[Items stored from a collection]
###

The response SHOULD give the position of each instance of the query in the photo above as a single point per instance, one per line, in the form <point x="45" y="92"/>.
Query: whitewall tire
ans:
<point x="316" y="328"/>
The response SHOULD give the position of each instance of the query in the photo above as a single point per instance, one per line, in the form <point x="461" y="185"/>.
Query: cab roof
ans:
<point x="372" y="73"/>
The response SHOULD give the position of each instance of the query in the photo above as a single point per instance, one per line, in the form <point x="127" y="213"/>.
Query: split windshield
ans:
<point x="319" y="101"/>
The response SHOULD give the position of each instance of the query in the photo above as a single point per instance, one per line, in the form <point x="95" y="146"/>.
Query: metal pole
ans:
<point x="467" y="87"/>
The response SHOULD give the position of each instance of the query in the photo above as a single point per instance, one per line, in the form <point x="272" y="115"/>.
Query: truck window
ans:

###

Exercise ▸ Show every line of the material above that contains the word "instance".

Answer below ▸
The response SHOULD give the position of each instance of the query in the photo above as a single point per instance, one per line, in the form <point x="45" y="92"/>.
The response SHOULD give the position of each instance of the query in the photo above as a single point per instance, one per line, in the form <point x="461" y="185"/>.
The response SHOULD give the position of each instance of the query in the photo above as a single point per instance, one per line, in the form <point x="127" y="213"/>.
The response SHOULD give the position of each instance of the query in the photo above as a single point per instance, one per line, in the form <point x="95" y="146"/>.
The response SHOULD give the position of each instance of the query in the photo above as a single point per instance, one per line, in the form <point x="272" y="115"/>.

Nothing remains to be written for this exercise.